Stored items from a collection
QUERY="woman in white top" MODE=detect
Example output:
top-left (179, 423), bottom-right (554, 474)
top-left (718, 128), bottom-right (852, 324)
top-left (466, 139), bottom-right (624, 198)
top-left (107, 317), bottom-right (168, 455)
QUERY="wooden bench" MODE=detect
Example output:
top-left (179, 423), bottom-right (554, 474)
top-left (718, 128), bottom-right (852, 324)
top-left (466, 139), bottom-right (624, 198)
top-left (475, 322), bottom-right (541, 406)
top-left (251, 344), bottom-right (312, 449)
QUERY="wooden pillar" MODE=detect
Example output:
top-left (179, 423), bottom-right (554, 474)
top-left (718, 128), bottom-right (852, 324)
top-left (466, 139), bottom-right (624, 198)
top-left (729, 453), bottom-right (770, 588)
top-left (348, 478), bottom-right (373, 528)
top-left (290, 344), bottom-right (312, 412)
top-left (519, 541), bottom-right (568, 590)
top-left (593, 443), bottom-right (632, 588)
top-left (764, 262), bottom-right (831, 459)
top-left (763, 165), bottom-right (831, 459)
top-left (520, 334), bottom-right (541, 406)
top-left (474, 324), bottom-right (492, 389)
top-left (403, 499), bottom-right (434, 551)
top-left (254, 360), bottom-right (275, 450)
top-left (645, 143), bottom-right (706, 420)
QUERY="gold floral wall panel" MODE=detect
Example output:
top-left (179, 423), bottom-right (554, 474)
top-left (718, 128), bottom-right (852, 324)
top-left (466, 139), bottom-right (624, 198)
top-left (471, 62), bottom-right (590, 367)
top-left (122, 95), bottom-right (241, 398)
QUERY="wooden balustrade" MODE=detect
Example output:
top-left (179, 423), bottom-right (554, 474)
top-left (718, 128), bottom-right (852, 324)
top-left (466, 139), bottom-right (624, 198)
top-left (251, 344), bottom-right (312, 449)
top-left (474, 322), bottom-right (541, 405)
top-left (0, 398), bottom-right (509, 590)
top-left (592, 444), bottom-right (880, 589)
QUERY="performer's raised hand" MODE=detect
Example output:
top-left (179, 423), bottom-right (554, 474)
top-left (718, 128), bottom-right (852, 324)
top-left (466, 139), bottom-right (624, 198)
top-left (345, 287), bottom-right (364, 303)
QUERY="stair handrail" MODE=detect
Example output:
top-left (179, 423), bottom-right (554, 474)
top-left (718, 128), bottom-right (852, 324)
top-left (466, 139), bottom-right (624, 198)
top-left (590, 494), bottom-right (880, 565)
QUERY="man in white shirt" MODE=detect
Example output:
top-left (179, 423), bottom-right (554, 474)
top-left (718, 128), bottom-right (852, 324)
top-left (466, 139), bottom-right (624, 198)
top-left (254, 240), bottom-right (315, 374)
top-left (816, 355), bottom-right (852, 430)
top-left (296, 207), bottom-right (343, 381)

(SHORT PROBLEM)
Please reproduce the listing from its start up to and including the line with "top-left (107, 317), bottom-right (168, 455)", requests included, and shift every coordinate in the answers by adding 87. Leave the requests and their format samples unchanged.

(COMPLETED TASK)
QUERY="woman in white top" MODE=detect
Example output:
top-left (179, 423), bottom-right (554, 474)
top-left (718, 128), bottom-right (852, 324)
top-left (466, 139), bottom-right (624, 198)
top-left (194, 404), bottom-right (255, 542)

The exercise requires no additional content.